## Start Extracted information
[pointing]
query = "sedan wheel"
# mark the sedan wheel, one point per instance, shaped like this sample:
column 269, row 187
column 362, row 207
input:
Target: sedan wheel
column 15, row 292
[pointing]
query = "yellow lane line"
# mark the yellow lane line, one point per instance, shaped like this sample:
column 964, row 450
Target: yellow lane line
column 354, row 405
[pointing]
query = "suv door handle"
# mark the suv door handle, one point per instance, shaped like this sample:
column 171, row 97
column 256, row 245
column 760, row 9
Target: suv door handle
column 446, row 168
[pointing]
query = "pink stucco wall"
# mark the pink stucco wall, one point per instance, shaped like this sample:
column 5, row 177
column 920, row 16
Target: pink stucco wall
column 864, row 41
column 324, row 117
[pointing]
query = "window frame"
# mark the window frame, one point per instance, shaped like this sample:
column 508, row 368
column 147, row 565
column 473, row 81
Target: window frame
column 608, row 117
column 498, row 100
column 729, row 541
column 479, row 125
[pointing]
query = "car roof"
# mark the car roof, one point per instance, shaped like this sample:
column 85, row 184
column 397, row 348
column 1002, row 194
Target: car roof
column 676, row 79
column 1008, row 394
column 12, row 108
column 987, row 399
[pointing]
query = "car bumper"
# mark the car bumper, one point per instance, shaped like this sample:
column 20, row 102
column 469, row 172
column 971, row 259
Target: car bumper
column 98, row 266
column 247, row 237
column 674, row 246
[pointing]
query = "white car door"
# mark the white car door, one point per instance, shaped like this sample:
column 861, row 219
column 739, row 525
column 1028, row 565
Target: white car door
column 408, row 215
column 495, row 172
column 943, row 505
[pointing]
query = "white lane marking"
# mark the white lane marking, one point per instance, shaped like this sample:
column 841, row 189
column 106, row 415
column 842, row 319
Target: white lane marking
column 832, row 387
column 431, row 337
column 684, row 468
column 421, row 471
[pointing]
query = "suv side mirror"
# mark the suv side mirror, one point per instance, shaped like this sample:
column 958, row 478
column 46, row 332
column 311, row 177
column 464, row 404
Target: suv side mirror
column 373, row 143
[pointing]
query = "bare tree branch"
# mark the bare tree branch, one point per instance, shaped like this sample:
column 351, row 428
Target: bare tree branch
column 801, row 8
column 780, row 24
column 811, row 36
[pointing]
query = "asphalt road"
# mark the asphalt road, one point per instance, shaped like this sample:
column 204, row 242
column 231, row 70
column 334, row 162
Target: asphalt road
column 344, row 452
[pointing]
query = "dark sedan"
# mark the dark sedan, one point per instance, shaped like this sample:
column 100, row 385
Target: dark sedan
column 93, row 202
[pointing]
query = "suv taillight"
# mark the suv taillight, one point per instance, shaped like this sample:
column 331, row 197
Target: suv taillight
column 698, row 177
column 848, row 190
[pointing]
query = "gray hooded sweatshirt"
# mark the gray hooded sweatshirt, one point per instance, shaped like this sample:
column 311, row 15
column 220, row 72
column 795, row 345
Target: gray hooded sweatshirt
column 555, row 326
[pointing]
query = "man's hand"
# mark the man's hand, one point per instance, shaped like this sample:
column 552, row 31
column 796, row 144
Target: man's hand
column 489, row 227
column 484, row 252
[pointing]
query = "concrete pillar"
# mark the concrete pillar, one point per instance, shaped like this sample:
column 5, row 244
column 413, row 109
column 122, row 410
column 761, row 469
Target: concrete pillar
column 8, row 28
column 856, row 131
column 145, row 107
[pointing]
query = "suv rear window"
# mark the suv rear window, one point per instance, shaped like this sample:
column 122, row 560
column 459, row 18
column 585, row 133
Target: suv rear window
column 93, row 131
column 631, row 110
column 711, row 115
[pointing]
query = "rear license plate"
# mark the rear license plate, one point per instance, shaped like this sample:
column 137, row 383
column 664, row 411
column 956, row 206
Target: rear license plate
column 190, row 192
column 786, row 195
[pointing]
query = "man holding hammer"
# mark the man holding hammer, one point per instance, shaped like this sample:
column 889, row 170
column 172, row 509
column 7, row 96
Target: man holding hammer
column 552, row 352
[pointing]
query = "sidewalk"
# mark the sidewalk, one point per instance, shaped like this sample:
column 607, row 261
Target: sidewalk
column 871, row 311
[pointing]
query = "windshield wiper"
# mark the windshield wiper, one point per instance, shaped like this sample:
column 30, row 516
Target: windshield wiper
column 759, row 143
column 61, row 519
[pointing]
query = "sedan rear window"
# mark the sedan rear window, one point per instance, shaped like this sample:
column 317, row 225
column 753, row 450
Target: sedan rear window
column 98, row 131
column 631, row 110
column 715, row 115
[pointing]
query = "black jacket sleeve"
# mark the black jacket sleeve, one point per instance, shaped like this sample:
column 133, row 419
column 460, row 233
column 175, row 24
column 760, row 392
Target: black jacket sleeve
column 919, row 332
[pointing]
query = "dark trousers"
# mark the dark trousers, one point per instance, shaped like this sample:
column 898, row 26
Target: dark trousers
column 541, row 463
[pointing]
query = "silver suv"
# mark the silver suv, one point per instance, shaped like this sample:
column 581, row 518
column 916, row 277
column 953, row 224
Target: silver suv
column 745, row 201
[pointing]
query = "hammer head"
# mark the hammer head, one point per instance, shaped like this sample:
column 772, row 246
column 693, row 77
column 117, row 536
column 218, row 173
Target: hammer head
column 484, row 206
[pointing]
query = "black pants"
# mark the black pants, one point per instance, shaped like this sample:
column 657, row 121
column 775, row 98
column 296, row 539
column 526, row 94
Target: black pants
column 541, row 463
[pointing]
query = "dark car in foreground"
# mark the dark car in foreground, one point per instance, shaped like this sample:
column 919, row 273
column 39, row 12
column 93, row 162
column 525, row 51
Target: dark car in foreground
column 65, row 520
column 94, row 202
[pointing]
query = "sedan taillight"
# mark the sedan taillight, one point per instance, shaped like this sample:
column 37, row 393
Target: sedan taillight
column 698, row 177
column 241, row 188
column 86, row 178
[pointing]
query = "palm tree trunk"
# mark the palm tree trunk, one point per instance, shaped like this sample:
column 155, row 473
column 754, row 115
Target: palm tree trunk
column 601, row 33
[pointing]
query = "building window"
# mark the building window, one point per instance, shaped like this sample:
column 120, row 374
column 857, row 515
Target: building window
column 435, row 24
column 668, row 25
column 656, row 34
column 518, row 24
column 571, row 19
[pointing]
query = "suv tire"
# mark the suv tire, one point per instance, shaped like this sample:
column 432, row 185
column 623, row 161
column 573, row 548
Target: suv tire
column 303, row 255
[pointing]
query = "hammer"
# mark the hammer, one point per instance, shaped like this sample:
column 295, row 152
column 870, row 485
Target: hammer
## End Extracted information
Exercise requirements => Starting at the first line of the listing and stopping after the line that contains "column 15, row 292", write out those lines again with "sedan wheel" swapped for "truck wheel" and nothing else altered. Give only those lines.

Finished exercise =>
[pointing]
query = "truck wheel"
# mark the truck wheel, one point per instance, shaped like this sample:
column 269, row 187
column 362, row 207
input:
Target: truck wheel
column 15, row 292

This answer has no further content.